> **TEXT PROVIDED**
▼
I'm feeling a little bummed and discouraged. I probably shouldn't be writing this when I'm tired, 'cos everything looks worse than it really is when you're tired, right?
I'm saving lives 3 days in a row again, and I know that for you people that work full time, you're probably rolling your eyes "oooo, 3 whole days in a row" - but those 10 hr shifts don't leave a lot of time for me to do my web stuff.
And that's what I'm kind of bummed about. I keep getting new inquires, and 98% of them I'm turning down... of course, they're not that exciting to me, so it's not that big of a deal, BUT, I still feel like I should be doing them ALL. 'Cos that's what I do. Does that make any sense?
After getting home from the hospital and making din-din and the obligatory update/bonding with hubby, I don't feel like responding to the emails. I don't think I'm able to write in an intelligible and professional way... whether it's to decline a job, or to let someone know that I'd be interested. or, answering email to anyone for that matter.
and I don't like that feeling.
Then I was thinking that I would "close" the business. We're seeing our tax guy next week, and I'm pondering calling him ahead of time (prior to talking about it with hubby) to see if there's any benefit and what the repercusions would be as far as paperwork and taxes and money and so forth.
Oh what the hell. Like I said, I should probably shelf the idea until I'm thinking more clearly. And for all of my current clients, I would still work with them, so that's still enough to keep me plenty busy on a regular basis.
Blah. I could ramble out loud forever... but I'll spare y'all.
Ok, CSI ny is on... altho I don't care for this one as much as the other 2. Just wanna veg out and go to bed.
▲
> **DATA SEGMENT**
▼
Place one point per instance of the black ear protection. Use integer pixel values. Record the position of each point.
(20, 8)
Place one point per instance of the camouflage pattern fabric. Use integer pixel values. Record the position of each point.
▲
> **PROMPT**
Copy verbatim the passage of the blog post that begins with the words containing "and I don't" and ends with "a regular basis.".

> **ANSWER BOX**
and I don't like that feeling.
Then I was thinking that I would "close" the business. We're seeing our tax guy next week, and I'm pondering calling him ahead of time (prior to talking about it with hubby) to see if there's any benefit and what the repercusions would be as far as paperwork and taxes and money and so forth.
Oh what the hell. Like I said, I should probably shelf the idea until I'm thinking more clearly. And for all of my current clients, I would still work with them, so that's still enough to keep me plenty busy on a regular basis.